— EXERCISE —
Repeat, exactly and in full, the lines of the listing below, but without any pictures.

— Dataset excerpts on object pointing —

-------

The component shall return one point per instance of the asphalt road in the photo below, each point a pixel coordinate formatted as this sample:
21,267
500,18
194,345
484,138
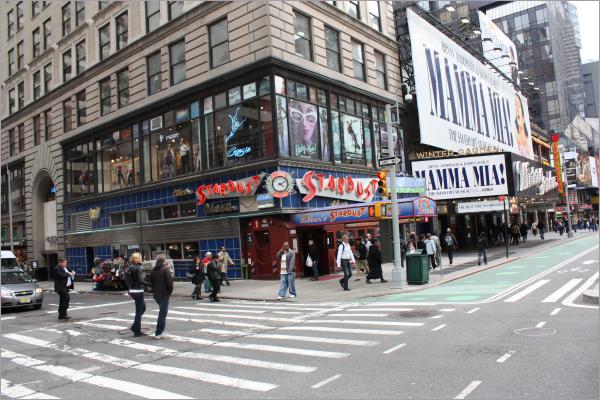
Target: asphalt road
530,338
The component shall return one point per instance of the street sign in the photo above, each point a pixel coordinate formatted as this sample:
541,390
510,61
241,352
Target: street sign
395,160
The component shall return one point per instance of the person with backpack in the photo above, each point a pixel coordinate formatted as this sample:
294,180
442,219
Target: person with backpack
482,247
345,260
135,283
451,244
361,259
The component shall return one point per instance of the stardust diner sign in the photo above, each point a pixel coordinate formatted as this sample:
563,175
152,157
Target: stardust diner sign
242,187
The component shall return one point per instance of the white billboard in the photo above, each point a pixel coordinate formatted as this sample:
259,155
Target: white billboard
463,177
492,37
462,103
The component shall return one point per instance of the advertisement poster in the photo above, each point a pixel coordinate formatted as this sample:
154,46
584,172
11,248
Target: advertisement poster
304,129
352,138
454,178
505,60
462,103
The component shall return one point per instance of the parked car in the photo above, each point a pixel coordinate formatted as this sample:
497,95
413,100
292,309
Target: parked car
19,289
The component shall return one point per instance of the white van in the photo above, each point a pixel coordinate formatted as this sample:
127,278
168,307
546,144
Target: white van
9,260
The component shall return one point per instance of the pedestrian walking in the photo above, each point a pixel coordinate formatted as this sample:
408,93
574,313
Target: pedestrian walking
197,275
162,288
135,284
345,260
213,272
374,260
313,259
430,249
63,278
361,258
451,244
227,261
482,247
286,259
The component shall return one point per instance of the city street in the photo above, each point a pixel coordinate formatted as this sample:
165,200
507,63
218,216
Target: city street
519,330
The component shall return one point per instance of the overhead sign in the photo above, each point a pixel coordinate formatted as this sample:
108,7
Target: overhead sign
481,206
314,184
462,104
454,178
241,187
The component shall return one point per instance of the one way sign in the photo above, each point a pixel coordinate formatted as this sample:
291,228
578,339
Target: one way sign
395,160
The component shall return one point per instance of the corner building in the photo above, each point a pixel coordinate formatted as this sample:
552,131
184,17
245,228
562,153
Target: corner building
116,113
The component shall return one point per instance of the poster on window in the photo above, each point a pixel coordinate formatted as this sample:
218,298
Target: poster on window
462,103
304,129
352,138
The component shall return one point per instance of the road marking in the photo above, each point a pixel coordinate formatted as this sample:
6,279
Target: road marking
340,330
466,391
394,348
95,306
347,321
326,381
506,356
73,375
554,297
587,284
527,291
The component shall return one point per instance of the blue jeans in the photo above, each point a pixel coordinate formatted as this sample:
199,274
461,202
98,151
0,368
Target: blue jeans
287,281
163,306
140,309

-------

— SOLUTION —
The component shall return one point per instance of the asphalt road in the photo below, each point a pixel coordinate formatted as this sample:
21,267
500,18
194,345
484,138
Target: asphalt road
530,338
The component shall return one point per instance of the street sign in the photo above, each point a pixel coordinate formatted as this sample:
541,390
510,61
241,352
Target: street sign
395,160
The component shall return one point per instance of the person with backpack in the photo above, each point a pixel coordinate formatted as this sample:
294,180
442,219
Target: person with backpack
482,247
345,260
135,283
451,244
361,259
The component shall return one point per instance of the stardust diner sign in the photo above, each point a pixel coordinate formatted as this sample:
563,175
152,157
Target: stardust diner sign
242,187
The component shall return one point per instance of the white billboard in the photo above, each point a pixel coordinate formatted as this sample:
259,155
Target: white billboard
463,177
492,37
462,103
The component shall return one point per instance of the advertisement poster in the photo above, each point a pixel coordinate formatted as this sample:
154,46
584,172
11,248
Target: advertisement poster
304,129
352,138
454,178
505,60
462,103
The component shall return one point per instance of the parked car in the photo above, each point a pixel coordinate formatted as this sample:
497,95
413,100
292,309
Target: parked car
19,289
The component shall return one point per instance of the white van in the photo above, each point a pixel coordinate formatted as this sample:
127,278
168,307
546,144
Target: white van
9,260
The component shall return one point per instance of the pedestrian walking in the photo above, each point a pixel coordinate formatted as this sample:
408,93
574,313
Target: pedestrian walking
197,275
162,288
135,284
345,260
213,272
374,260
313,259
430,249
63,278
361,258
451,244
227,261
482,247
286,259
The component shall return one point per instance of the city street in the photo above, each point a pixel coordinate formatted as this sample:
165,200
507,63
218,216
Target: city street
519,330
The component shall return one point per instance of the overhead sign in the photo above, each point a pixel coordinate formatted as this sample:
108,7
Target: overhead sign
481,206
314,184
462,104
454,178
241,187
The component shall return one point per instance of the one way sign in the photo above, each point a pixel coordinate formatted as this sample:
291,228
578,339
Target: one way sign
395,160
The component shall return one point per instance of the corner building in the photo above, each point a pixel coordinate formatted as this sample:
552,131
184,17
245,228
562,153
Target: corner building
116,113
The component shall return one point per instance of the poster on window in the photo above, each point a pixel coordinate formatted as this sample:
218,298
Target: poster on window
462,103
304,129
352,138
The component shall return one point per instance of the road marking in the photo above, each point a pixel coordinate formatted as this sample:
6,279
Target: road marking
340,330
466,391
394,348
95,306
347,321
326,381
506,356
73,375
554,297
587,284
527,291
The component shall return one point per instance of the blue jeans in the photo above, each point a pixel coordinate formatted as this sample:
199,274
461,202
98,151
0,368
Target: blue jeans
287,281
163,306
140,309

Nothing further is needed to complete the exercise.